**Document extract**
*** Begin section ***

1959 mid-air collision in Brazil

VASP Flight 233 was a scheduled domestic passenger flight from Brasilia, Brazil to Natal, Brazil with four stopovers (Rio de Janeiro, São Paulo, Salvador and Recife). On December 22, 1959, during the approach at Galeão International Airport, the plane collided with a Brazilian Air Force's (FAB) Fokker T-21. The Vickers Viscount plummeted into the ground, killing all 32 people on board in addition to 10 on the ground. The T-21 pilot survived by parachuting out.

== Aircraft ==
=== Vickers Viscount 827 - PP-SRG ===
The aircraft involved was manufactured in 1959, and was received by VASP on January 29, 1959 with the registration of PP-SRG. At the time of the accident, it was the newest aircraft in VASP's fleet.

=== Fokker T-21 ===
The other aircraft involved was manufactured in 1959, registered as 0742.

== Accident ==
When the Viscount was about to land at Galeão Airport at 1:40 pm, its left wing was struck and partially torn off by the T-21 - as it just had performed a spin. The T-21 pilot, Eduardo da Silva Pereira, successfully escaped in a parachute just before the aircraft plowed onto a house, causing minor injuries to a woman.

*** End section ***

**Supplied data**

*** Begin section ***

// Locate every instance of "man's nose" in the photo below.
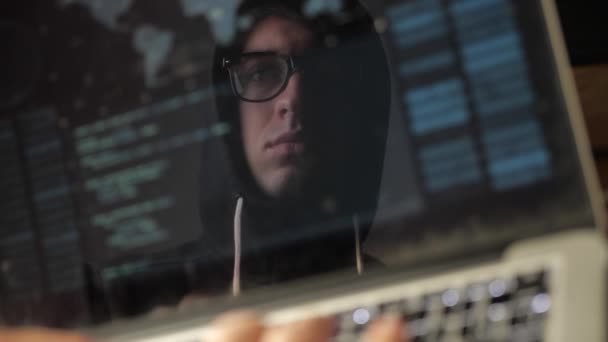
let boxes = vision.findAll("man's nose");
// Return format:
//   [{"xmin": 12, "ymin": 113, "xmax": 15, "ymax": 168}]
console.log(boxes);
[{"xmin": 275, "ymin": 73, "xmax": 302, "ymax": 123}]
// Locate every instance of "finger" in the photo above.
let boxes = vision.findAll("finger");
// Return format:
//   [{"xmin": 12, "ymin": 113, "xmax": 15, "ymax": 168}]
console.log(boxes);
[
  {"xmin": 363, "ymin": 316, "xmax": 407, "ymax": 342},
  {"xmin": 262, "ymin": 318, "xmax": 336, "ymax": 342},
  {"xmin": 209, "ymin": 311, "xmax": 263, "ymax": 342},
  {"xmin": 0, "ymin": 328, "xmax": 93, "ymax": 342}
]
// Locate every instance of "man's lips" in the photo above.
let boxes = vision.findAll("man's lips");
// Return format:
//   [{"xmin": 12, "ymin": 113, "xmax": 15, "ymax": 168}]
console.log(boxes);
[{"xmin": 264, "ymin": 131, "xmax": 304, "ymax": 149}]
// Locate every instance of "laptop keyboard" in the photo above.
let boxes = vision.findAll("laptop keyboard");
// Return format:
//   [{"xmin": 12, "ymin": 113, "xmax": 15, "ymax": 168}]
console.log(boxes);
[{"xmin": 334, "ymin": 271, "xmax": 551, "ymax": 342}]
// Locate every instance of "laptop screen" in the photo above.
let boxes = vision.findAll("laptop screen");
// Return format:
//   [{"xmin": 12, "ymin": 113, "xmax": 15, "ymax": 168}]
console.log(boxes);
[{"xmin": 0, "ymin": 0, "xmax": 593, "ymax": 327}]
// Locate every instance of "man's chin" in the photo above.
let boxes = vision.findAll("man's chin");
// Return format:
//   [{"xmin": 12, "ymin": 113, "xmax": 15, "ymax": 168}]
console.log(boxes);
[{"xmin": 264, "ymin": 167, "xmax": 305, "ymax": 199}]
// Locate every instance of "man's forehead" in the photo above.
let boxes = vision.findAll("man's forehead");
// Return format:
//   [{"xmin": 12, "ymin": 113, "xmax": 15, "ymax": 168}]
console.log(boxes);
[{"xmin": 244, "ymin": 17, "xmax": 313, "ymax": 54}]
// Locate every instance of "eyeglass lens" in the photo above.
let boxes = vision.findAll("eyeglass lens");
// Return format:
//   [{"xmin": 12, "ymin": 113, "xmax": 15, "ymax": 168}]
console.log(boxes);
[{"xmin": 232, "ymin": 55, "xmax": 289, "ymax": 101}]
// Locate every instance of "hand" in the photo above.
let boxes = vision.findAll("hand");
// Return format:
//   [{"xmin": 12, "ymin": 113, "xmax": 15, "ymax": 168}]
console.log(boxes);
[{"xmin": 210, "ymin": 311, "xmax": 405, "ymax": 342}]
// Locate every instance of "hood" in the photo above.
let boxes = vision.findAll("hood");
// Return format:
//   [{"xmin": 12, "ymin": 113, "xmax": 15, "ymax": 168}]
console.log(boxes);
[{"xmin": 200, "ymin": 0, "xmax": 390, "ymax": 287}]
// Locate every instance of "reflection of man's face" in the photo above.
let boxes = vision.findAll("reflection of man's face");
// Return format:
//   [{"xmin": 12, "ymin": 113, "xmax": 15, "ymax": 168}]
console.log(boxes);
[{"xmin": 240, "ymin": 17, "xmax": 313, "ymax": 197}]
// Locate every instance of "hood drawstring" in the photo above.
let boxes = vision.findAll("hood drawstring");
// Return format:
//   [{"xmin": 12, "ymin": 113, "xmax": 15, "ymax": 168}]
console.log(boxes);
[
  {"xmin": 353, "ymin": 215, "xmax": 363, "ymax": 275},
  {"xmin": 232, "ymin": 197, "xmax": 363, "ymax": 297},
  {"xmin": 232, "ymin": 197, "xmax": 243, "ymax": 297}
]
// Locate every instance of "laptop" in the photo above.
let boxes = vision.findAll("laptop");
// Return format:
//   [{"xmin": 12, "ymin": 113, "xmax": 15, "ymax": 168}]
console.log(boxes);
[{"xmin": 0, "ymin": 0, "xmax": 608, "ymax": 342}]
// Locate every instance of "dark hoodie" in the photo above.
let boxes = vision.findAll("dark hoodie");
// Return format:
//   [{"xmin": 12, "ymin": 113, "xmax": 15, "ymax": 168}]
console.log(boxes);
[{"xmin": 195, "ymin": 0, "xmax": 390, "ymax": 294}]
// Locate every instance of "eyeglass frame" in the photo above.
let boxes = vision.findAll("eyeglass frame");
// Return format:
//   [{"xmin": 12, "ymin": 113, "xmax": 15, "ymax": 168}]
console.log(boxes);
[{"xmin": 222, "ymin": 51, "xmax": 302, "ymax": 103}]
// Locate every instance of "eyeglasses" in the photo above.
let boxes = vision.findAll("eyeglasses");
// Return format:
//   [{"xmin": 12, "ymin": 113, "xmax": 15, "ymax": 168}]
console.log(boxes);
[{"xmin": 222, "ymin": 52, "xmax": 299, "ymax": 102}]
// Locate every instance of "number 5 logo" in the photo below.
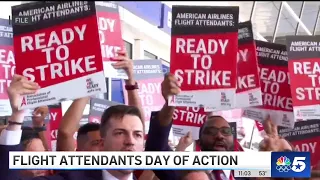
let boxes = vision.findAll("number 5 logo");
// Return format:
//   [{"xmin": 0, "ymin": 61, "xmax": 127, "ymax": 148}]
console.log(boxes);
[{"xmin": 291, "ymin": 157, "xmax": 306, "ymax": 172}]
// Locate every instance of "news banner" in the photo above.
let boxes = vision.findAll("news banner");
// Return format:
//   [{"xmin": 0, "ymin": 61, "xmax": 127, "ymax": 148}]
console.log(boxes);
[{"xmin": 9, "ymin": 151, "xmax": 311, "ymax": 178}]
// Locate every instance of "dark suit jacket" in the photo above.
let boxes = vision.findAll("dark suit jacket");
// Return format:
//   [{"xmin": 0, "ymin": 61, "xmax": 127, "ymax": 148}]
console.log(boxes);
[
  {"xmin": 145, "ymin": 112, "xmax": 250, "ymax": 180},
  {"xmin": 0, "ymin": 145, "xmax": 136, "ymax": 180}
]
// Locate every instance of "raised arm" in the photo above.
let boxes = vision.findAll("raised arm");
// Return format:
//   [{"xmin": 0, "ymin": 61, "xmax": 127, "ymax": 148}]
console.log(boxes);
[
  {"xmin": 112, "ymin": 51, "xmax": 145, "ymax": 125},
  {"xmin": 145, "ymin": 74, "xmax": 180, "ymax": 180},
  {"xmin": 32, "ymin": 106, "xmax": 50, "ymax": 151},
  {"xmin": 57, "ymin": 97, "xmax": 89, "ymax": 151}
]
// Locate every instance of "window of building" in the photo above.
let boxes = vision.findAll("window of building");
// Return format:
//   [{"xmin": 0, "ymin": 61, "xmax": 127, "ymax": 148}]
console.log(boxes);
[{"xmin": 144, "ymin": 51, "xmax": 158, "ymax": 59}]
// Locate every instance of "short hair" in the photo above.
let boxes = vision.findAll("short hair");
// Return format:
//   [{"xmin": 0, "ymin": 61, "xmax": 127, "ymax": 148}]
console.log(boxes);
[
  {"xmin": 180, "ymin": 170, "xmax": 213, "ymax": 180},
  {"xmin": 20, "ymin": 126, "xmax": 40, "ymax": 150},
  {"xmin": 100, "ymin": 105, "xmax": 143, "ymax": 137}
]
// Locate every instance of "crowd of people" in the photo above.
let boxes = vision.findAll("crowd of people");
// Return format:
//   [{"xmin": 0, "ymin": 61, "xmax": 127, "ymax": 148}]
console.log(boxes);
[{"xmin": 0, "ymin": 52, "xmax": 318, "ymax": 180}]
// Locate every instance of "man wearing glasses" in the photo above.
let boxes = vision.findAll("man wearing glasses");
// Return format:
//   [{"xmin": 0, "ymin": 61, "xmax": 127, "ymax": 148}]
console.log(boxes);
[{"xmin": 145, "ymin": 74, "xmax": 248, "ymax": 180}]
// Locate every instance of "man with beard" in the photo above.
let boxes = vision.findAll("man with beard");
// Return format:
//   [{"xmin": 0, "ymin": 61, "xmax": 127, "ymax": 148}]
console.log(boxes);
[
  {"xmin": 145, "ymin": 74, "xmax": 248, "ymax": 180},
  {"xmin": 0, "ymin": 75, "xmax": 144, "ymax": 180}
]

*** End section ***

**Your tasks**
A. Answer these questions from the article on the 1959 mid-air collision in Brazil:
(i) How many people on board the Viscount were killed?
(ii) On what date did VASP receive the aircraft registered PP-SRG?
(iii) What was the name of the T-21 pilot?
B. Please write the next part of the article on the 1959 mid-air collision in Brazil, starting after its final sentence.
The listing has no connection to the article on the 1959 mid-air collision in Brazil.

**Exercise responses**
A.
(i) 32
(ii) January 29, 1959
(iii) Eduardo da Silva Pereira

B.
Meanwhile, the Viscount spiraled into the ground despite the crew's efforts. Upon impact, the plane struck into several houses and exploded afterwards. 42 people (26 passengers, 6 crew members, 10 on the ground) perished.

Among the dead were:
- Writer Octávio Tarquínio de Sousa and his wife Lucia Miguel Pereira;
- Economist Benjamin Cabello;
- O Cruzeiro reporter Luciano Carneiro.

== Investigation ==
The Brazilian Air Force and Aeronautical Accidents Investigation and Prevention Center (CENIPA) investigated the tragedy with total confidentiality. It was found that:

- The Fokker T-21 lacked a radio, preventing communication with controllers at Galeão Airport.
- The pilot of the T-21 was inexperienced, having only 19 hours of flight time. He also invaded an airway designed for commercial aviation.
- The improperly located training area caused confusion to the pilots.

However, the investigators concluded that the main cause of the accident was the failure of both pilots to maintain adequate vigilance over other aircraft.

== Aftermath ==
About a year after the accident, Eduardo da Silva Pereira was expelled from the Air Force Academy.

The disaster caused a great commotion in society at the time. The magazine O Cruzeiro began a campaign against the presence of the aeronautical school near Galeão, urging the FAB to send its cadets to a new base planned in Pirassununga, Sao Paulo.

Caneiro was returning from Brasília after reporting on the first debutante ball in the newly inaugurated Federal Capital and was carrying a briefcase containing his camera and negatives. Despite the destruction, the negatives were only slightly damaged and were published as a posthumous tribute.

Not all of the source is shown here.